## Task goal
Write out the stretch of the listing from the line that contains "polish in the photo above." through the end of the listing, keeping each request, and shift every answer coordinate up by 22.

begin Records for this task

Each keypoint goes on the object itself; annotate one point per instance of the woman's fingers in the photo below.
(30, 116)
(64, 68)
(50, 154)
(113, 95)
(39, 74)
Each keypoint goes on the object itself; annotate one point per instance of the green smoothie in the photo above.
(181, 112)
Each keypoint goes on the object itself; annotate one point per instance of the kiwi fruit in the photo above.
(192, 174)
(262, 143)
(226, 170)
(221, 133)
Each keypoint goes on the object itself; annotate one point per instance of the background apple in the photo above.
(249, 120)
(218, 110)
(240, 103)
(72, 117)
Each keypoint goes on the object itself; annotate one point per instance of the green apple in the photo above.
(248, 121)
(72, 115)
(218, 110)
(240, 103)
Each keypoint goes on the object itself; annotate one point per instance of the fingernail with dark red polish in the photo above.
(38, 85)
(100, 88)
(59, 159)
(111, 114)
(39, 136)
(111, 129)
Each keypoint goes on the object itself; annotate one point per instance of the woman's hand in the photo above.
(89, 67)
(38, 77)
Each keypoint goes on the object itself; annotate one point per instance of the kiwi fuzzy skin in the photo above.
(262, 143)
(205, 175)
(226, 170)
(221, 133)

end Records for this task

## The result
Each keypoint goes on the object itself; annotate one point per instance of the fingernail with dark red polish in the photo above.
(60, 107)
(122, 110)
(81, 181)
(133, 136)
(61, 158)
(133, 151)
Each keypoint goes on the object itself; annotate one point per instance of the woman's hand in the photo above.
(111, 89)
(60, 99)
Each keypoint goes on the object itself; annotate one point per instance of the kiwi fuzzy skin in the photo above.
(284, 165)
(227, 197)
(248, 192)
(243, 155)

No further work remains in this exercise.